#### [EXTRACTED TEXT]
--------------------

Well, three out of five ain’t bad, and there was nothing I could do about #4. The Treasure of Stella Bay was released in July and got good reception. I dove into the marketing of the thing and self-motivated (is there any other kind?) by convincing myself this was a worthy ‘project’ to which I should devote four months of effort and might offer the necessary diversion and even opportunities for ‘flow’. I have to report there were moments of satisfaction but not much flow. Yet, there are ~150 copies in circulation including in six libraries but that is no indication of how many people will actually read the thing. One of my friends who bought a copy has read it but is withholding comment until his granddaughter has read it and offers her opinion too. I did post 24 editions of Travels with Myself II blog to my website and, at risk of excessive hubris, I am quite pleased with them. The proof is in the re-reading months later and they read pretty well to me still.

But enough of 2021, what do we intend to do about 2022. Well, assuming continuing decent health, both physical and mental, and hoping that life’s vicissitudes give me a pass this year, I think I’ll try for the same mission as 2021 but modified thusly:

  1. ‘Publish’ (privately) a memoir of my life, provisionally titled, My Life, so far – a project commissioned by my eldest daughter, Shannon, but the other two may want a copy as well;
  2. Publish the e-Pub version of The Treasure of Stella Bay and promote it; 
  3. Publish a new book, possibly the sequel to The Treasure of Stella Bay (provisionally titled, The Road to Queen’s);
  4. Produce 24 semi-monthly blog posts for Travels With Myself III;
  5. Close down AFS Consulting, sell the intellectual property; (opening bid: $1);
  6. Bring Carmen to Canada on a [semi-]permanent basis (Immigration Canada and Scotiabank willing);
  7. Live positively with Aging; (This last may require professional help beyond the ministrations of my delightful young masseuse, therapist though she is.)

--------------------

#### [INFORMATION PROVIDED]
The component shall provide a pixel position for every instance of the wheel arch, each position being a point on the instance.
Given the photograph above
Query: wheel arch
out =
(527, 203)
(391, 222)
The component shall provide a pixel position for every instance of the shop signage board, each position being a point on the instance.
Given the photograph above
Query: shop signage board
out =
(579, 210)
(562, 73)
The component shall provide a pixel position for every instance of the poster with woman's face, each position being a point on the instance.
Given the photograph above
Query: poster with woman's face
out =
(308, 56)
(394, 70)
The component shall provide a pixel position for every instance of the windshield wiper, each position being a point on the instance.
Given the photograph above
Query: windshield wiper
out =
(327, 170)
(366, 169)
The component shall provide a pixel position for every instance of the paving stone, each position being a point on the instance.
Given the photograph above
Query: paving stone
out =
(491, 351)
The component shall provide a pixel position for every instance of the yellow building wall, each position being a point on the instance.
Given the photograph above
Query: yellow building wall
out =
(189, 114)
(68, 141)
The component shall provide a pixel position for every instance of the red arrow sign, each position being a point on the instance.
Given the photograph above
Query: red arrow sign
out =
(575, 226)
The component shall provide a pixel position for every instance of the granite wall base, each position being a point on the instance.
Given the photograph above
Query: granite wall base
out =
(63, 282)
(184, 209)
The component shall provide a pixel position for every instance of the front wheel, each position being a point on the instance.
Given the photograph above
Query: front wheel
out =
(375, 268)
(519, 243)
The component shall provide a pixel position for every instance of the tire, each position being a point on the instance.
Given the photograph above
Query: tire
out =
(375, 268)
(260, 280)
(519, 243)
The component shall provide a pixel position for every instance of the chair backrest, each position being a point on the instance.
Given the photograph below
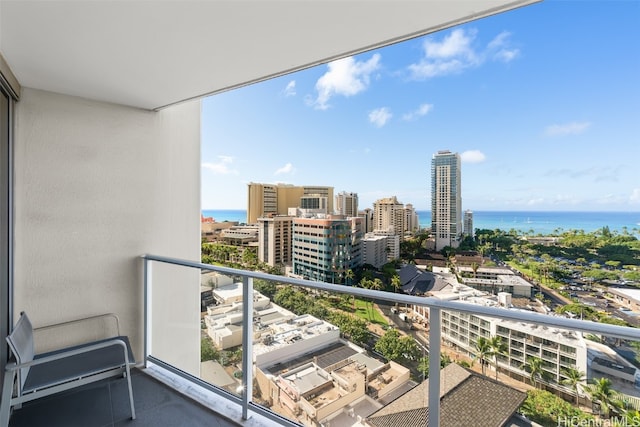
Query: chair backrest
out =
(21, 343)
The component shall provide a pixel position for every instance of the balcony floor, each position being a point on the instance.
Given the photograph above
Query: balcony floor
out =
(106, 403)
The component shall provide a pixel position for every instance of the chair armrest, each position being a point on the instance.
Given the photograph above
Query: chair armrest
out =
(68, 353)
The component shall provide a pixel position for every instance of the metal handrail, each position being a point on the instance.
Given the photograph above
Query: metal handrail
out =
(623, 332)
(435, 306)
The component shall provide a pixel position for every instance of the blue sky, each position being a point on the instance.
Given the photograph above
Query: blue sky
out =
(542, 103)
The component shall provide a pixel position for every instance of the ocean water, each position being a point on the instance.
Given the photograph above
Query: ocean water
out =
(523, 221)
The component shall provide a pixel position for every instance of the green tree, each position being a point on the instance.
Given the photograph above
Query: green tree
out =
(574, 377)
(534, 367)
(483, 352)
(208, 350)
(395, 347)
(601, 392)
(349, 275)
(423, 364)
(497, 347)
(547, 409)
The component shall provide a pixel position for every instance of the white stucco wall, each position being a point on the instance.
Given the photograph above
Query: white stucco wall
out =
(96, 186)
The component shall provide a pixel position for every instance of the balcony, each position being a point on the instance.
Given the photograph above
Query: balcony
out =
(169, 386)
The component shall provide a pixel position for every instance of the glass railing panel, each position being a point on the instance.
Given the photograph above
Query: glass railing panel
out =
(317, 355)
(173, 316)
(221, 330)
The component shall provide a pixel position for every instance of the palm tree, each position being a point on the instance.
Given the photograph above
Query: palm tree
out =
(474, 267)
(600, 391)
(574, 377)
(349, 276)
(534, 368)
(376, 285)
(483, 351)
(497, 347)
(395, 283)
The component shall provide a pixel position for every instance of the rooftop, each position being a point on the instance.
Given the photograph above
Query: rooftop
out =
(458, 387)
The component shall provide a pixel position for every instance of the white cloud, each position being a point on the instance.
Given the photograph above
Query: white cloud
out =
(472, 156)
(380, 116)
(456, 52)
(346, 77)
(288, 168)
(222, 167)
(573, 128)
(500, 48)
(422, 110)
(452, 55)
(290, 90)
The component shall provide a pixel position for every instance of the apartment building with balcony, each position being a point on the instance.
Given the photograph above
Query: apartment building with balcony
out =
(468, 223)
(558, 348)
(446, 199)
(374, 250)
(494, 280)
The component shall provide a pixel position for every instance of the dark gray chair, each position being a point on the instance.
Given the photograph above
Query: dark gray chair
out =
(33, 376)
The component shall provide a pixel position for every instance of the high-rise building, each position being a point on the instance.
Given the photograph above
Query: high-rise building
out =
(274, 240)
(375, 249)
(468, 223)
(388, 215)
(314, 202)
(411, 222)
(275, 199)
(347, 204)
(392, 217)
(446, 199)
(324, 249)
(367, 217)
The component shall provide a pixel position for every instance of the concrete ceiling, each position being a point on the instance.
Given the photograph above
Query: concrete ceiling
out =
(154, 53)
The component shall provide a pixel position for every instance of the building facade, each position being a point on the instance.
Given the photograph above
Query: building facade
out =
(275, 235)
(367, 217)
(374, 250)
(392, 217)
(468, 224)
(347, 204)
(557, 348)
(324, 249)
(446, 199)
(275, 199)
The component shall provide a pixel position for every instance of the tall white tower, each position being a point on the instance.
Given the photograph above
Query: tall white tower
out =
(446, 199)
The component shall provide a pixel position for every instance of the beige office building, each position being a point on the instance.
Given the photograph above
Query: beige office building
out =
(347, 204)
(274, 240)
(392, 217)
(275, 199)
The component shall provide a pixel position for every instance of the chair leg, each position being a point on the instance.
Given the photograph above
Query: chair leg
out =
(133, 409)
(7, 393)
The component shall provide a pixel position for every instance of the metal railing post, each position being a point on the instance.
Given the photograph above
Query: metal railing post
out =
(247, 344)
(147, 310)
(434, 367)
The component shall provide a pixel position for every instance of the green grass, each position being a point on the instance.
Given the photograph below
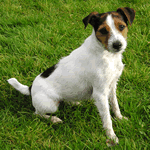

--------------------

#### [WORK ORDER 1]
Answer from the text about the writer's past year and plans for 2022:
(a) In what month was The Treasure of Stella Bay released?
(b) How many editions of the Travels with Myself II blog were posted to the website?
(c) Who commissioned the memoir provisionally titled My Life, so far?
#### [WORK ORDER 2]
Carry on writing the piece about the writer's past year and 2022 plans, starting after its last line.
The lines have nothing to do with what is asked here.

#### [WRITTEN REPLY 1]
(a) July
(b) 24
(c) The writer's eldest daughter, Shannon

#### [WRITTEN REPLY 2]
  8. Adopt a new puppy! (The trouble with this goal is that it is truly strategic and requires at least a 12-year commitment – maybe I should lobby for becoming a grandfather to somebody else’s puppy.)

Some of the major themes in my Harvard Planner will repeat as last year and maybe get new attention: the proverbial weight goal, the consolidating gains in family and friends, practicing my targeted six virtues (especially Courage), adopt a new mentee (a writing mentee this time, not a young HR Professional) if anybody will have me.

And there my friends it is, my report of 2021 and my plan for 2022. I’ve heard from two of you before now about your own plans for 2022 and I’d be delighted to hear from more of you, and of your progress, or stuckness, even regress. We’re already two weeks into 2022 and the first of my 24 blog posts is now in the bag, as is 8700 words in ‘My Story’. Lets hope for the best for the remaining 50 weeks. Soon enough we’ll know. 

Doug Jordan, reporting to you from Kanata Ontario

© Douglas Jordan & AFS Publishing

All rights reserved. No part of these blogs and newsletters may be reproduced without the express permission of the author and/or the publisher, except upon payment of a small royalty, 5¢. 


[1] To be real, purpose needs to be made manifest. To have purpose is to put purpose into play. Like virtue, it is not merely an intention, it must be action. You can’t be virtuous, you must do virtuous things. We are not merely human beings, we are also human doings. Purpose needs projects, something to accomplish, to convert from idea to reality, with inputs and outputs, goals and timelines, and some sense of reward when the project is done. And when the project is done the purpose is not done; you need another project. (For more on projects and mental health you should take look at Brian Little, https://www.brianrlittle.com. His pioneering research on how everyday personal projects and ‘free traits’ influence the course of our lives has become an important way of explaining and enhancing human flourishing.)

[2] Rational optimism is just a fancy disguise for pessimism, with a dose of hopefulness. See my blog post on Hopefulness here.)